- **Exercise directions**
In the text below about the St. Louis Workhouse shelter, why do city officials say they have few options other than the Workhouse site for a shelter?

City officials in St. Louis have emphasized practical considerations in their decision to place a shelter at the Workhouse site. They stressed that local ordinances requiring the signed consent of at least 50 percent of nearby business owners or registered voters in order to open a homeless shelter in more populated areas of St. Louis leave them with few other options.

“There aren’t just ‘challenges’ to establishing homeless shelters in more populated areas, it’s downright impossible right now in the city because of ordinances already on the books,” a spokesperson for the mayor, Conner Kerrigan, told Bolts via email.

At a recent meeting, one alderperson said, referencing the area’s frigid winters, “I don’t want to spend time in any jail, but I’d rather spend time inside the Workhouse than freeze to death outside.” Later in the meeting the CEO of an existing tiny homes project testified that they can be a good way to get people back on their feet.

Blackmon of Homes For All agrees that the city’s housing and homelessness crisis is severe. St. Louis, she said, “ranks extremely low for affordable housing for folks of color, specifically Black folks.” The city hasn’t successfully opened a new shelter in years, and “the ones that we do have aren’t necessarily the best,” she said.

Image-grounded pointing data

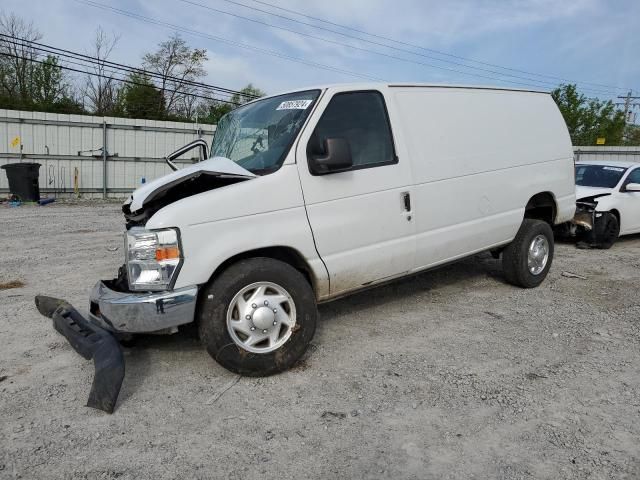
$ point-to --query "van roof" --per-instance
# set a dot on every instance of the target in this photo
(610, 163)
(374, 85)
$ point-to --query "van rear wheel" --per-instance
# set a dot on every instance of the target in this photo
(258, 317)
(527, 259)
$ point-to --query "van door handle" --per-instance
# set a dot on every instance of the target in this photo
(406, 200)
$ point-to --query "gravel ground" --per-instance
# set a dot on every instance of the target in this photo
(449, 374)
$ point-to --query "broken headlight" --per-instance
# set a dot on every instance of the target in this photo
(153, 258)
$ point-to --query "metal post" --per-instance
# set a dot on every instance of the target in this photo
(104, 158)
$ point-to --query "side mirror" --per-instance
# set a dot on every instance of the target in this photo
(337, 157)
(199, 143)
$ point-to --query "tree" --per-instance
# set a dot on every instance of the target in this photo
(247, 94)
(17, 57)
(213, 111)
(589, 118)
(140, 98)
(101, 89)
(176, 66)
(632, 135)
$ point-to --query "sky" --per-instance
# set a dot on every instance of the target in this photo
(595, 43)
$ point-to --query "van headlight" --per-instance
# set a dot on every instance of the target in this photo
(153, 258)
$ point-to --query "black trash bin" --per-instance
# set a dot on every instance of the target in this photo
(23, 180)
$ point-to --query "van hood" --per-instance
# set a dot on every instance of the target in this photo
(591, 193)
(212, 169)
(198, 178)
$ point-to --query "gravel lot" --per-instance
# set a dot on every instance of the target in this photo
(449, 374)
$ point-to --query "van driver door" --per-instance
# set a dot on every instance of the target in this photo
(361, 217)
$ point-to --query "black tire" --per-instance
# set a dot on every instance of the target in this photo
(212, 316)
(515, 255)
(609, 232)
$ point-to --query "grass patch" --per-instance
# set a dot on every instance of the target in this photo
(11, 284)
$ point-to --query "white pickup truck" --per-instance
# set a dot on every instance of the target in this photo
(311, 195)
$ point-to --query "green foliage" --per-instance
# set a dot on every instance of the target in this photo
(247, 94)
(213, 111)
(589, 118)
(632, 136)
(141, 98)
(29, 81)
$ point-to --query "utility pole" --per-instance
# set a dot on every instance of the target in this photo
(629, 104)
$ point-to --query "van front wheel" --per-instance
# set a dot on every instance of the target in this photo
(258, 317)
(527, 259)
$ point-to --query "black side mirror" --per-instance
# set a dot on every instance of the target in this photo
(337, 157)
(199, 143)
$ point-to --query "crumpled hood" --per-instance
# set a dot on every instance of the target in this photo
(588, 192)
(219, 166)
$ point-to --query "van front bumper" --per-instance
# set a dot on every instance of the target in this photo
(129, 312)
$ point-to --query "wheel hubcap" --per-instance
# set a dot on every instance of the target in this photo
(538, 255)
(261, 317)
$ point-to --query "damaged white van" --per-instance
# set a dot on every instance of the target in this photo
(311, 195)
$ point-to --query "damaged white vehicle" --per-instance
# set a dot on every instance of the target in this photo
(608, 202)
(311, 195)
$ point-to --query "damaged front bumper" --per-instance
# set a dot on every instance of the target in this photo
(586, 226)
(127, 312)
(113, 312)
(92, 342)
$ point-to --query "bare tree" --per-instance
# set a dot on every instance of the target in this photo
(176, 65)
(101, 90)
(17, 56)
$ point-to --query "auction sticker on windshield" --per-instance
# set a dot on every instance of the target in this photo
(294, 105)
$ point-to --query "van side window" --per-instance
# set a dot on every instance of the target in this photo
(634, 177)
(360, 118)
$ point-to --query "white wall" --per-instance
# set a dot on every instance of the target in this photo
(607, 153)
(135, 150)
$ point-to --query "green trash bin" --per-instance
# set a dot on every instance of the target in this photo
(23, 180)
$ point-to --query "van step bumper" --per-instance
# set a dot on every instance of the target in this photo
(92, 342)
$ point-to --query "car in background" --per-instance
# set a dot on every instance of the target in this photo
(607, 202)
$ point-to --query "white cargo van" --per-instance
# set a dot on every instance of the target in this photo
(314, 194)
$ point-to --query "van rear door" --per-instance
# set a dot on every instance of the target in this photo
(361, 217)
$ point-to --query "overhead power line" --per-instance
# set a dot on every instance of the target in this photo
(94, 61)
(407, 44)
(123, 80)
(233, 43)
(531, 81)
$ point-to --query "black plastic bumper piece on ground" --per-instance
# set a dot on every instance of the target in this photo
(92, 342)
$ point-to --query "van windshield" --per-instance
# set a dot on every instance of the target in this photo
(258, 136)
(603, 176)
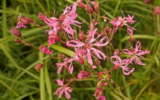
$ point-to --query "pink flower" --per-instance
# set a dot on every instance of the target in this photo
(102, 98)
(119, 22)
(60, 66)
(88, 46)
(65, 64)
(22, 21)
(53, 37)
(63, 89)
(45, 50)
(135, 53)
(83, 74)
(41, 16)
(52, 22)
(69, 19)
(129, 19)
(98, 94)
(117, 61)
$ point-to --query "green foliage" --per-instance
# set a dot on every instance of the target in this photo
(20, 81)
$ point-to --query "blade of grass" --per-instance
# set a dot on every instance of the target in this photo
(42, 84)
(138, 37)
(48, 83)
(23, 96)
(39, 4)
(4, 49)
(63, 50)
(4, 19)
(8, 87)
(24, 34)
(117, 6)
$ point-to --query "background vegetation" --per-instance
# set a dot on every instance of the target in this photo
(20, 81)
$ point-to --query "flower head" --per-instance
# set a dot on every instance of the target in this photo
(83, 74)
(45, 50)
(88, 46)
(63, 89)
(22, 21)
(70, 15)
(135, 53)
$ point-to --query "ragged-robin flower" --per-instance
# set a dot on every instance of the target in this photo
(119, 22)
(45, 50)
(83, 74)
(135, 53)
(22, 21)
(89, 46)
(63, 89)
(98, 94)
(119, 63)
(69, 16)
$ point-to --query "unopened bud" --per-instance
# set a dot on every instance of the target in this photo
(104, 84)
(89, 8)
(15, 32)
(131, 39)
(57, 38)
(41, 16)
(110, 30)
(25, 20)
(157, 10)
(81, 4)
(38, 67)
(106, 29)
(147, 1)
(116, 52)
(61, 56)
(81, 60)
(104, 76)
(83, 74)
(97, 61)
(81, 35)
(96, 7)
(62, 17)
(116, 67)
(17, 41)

==

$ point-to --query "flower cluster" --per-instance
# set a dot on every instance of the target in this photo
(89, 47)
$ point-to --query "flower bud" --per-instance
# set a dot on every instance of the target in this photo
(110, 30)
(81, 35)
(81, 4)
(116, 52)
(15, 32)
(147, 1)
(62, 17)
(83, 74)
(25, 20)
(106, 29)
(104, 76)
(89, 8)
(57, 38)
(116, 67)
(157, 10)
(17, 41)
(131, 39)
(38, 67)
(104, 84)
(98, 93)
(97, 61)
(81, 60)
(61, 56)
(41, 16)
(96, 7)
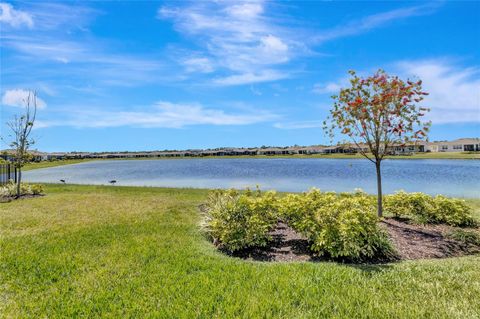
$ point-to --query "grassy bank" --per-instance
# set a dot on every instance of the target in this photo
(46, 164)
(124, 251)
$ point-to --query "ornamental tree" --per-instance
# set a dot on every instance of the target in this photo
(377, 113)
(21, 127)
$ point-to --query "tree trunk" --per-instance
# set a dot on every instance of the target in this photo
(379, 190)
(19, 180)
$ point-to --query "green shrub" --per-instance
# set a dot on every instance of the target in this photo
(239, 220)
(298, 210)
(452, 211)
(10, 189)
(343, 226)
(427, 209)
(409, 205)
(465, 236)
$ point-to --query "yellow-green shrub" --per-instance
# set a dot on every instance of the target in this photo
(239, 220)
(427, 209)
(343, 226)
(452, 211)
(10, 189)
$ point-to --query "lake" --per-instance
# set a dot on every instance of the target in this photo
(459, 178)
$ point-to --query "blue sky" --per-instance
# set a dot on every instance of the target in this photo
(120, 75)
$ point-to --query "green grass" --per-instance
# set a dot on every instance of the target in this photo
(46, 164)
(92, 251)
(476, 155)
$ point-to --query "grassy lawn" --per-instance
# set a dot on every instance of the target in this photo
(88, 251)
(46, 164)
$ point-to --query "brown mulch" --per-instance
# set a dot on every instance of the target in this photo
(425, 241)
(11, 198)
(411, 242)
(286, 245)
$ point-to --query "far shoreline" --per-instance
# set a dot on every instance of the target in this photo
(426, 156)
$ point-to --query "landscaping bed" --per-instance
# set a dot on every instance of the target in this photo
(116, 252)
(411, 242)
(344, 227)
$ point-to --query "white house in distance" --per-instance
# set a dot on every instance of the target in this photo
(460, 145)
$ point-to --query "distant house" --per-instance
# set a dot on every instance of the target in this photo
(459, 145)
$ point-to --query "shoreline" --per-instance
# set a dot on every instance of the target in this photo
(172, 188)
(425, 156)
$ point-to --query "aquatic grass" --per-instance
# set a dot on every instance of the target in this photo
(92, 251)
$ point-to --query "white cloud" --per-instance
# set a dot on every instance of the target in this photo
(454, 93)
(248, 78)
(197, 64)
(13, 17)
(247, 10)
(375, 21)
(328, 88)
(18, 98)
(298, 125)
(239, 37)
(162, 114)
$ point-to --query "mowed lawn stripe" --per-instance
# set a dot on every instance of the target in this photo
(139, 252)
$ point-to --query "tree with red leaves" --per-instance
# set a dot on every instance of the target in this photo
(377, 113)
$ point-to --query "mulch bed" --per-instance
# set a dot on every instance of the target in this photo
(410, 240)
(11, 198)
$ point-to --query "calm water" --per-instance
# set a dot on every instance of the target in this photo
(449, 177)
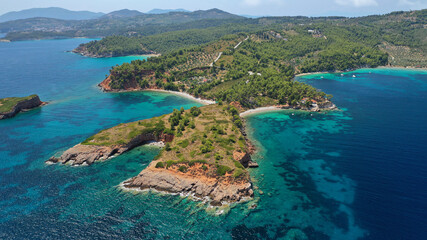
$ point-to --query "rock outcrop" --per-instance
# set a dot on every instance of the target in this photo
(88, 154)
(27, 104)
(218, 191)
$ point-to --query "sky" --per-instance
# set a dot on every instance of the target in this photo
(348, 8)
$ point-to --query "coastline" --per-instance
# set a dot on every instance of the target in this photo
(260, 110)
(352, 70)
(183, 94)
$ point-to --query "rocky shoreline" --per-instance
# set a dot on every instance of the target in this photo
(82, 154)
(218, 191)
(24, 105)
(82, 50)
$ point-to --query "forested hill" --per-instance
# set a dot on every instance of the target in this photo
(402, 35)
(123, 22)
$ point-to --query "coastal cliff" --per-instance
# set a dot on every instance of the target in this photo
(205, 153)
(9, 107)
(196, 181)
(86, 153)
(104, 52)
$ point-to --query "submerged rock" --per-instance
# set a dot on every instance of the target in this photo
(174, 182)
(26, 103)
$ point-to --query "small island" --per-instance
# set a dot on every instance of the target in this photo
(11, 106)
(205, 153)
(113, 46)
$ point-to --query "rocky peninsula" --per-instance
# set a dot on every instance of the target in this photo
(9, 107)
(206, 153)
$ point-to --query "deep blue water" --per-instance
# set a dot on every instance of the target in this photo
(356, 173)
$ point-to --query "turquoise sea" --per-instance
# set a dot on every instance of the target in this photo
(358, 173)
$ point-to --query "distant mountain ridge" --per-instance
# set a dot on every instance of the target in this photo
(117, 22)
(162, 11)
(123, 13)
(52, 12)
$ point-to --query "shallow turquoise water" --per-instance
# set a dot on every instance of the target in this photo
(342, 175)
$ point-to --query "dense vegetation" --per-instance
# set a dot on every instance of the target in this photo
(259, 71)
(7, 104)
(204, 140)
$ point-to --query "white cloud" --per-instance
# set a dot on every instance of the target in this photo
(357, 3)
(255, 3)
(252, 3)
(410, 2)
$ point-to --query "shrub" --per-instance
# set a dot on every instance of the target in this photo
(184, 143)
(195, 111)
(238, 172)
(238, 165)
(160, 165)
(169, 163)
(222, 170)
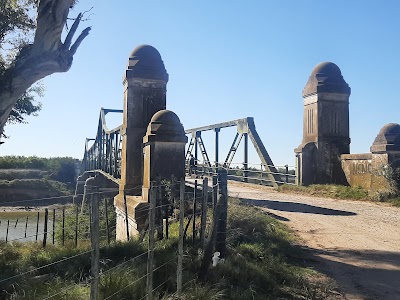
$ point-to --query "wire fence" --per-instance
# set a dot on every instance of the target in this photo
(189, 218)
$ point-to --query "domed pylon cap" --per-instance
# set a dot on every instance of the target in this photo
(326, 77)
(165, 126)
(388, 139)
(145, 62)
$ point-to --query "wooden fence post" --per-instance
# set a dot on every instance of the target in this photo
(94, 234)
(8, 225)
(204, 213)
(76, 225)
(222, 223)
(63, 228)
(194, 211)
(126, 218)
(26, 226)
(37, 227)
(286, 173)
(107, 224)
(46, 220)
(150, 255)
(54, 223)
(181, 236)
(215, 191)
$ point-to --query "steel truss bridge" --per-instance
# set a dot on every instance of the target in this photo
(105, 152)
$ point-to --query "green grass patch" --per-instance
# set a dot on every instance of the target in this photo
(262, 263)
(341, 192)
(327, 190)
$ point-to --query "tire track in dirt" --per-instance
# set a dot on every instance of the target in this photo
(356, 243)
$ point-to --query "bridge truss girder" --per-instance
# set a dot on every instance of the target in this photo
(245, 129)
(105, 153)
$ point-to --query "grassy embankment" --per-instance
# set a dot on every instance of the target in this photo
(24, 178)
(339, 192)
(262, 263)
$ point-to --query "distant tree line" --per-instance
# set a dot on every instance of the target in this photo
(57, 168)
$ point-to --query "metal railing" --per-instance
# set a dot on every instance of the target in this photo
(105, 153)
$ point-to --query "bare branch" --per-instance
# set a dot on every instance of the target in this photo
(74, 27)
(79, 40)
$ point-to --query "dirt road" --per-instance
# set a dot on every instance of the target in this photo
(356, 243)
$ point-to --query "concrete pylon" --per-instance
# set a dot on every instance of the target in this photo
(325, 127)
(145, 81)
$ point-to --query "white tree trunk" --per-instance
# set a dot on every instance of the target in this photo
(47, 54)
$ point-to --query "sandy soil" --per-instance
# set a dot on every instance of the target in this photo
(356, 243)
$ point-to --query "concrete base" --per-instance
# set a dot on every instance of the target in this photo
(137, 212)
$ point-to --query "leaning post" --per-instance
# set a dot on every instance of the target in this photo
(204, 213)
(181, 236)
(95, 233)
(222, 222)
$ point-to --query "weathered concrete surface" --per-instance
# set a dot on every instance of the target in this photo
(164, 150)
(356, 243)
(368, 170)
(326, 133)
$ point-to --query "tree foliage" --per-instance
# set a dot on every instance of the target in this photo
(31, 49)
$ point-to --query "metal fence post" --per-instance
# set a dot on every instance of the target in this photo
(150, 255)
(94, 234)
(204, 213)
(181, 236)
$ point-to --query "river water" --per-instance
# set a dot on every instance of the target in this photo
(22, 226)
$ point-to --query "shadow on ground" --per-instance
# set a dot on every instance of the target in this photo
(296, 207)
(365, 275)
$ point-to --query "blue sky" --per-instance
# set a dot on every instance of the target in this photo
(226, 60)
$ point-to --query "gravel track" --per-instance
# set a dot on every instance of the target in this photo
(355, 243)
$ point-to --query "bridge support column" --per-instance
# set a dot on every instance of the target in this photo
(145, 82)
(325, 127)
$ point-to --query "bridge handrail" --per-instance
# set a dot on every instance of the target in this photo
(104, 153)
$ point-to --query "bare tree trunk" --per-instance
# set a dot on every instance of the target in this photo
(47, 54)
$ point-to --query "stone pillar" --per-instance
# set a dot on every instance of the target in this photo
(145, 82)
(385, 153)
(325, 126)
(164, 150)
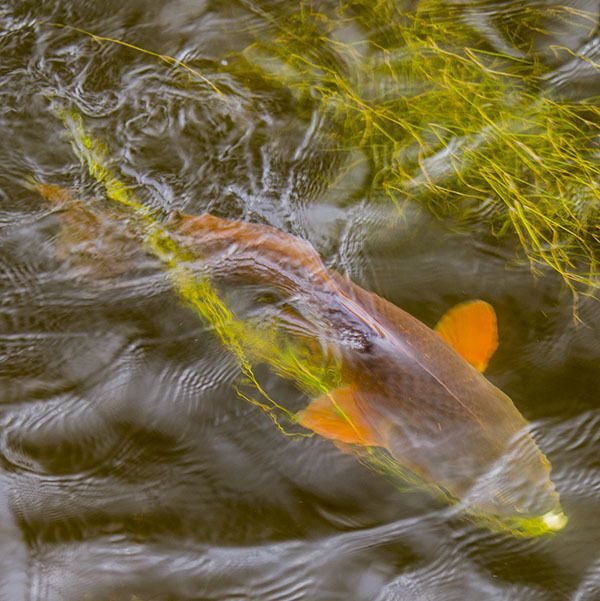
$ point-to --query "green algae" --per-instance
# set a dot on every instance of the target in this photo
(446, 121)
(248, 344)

- **Task result**
Local ordinances require signed consent from at least 50 percent of nearby business owners or registered voters before a homeless shelter can open in more populated areas of St. Louis. A spokesperson for the mayor said this makes opening shelters in those areas "downright impossible right now."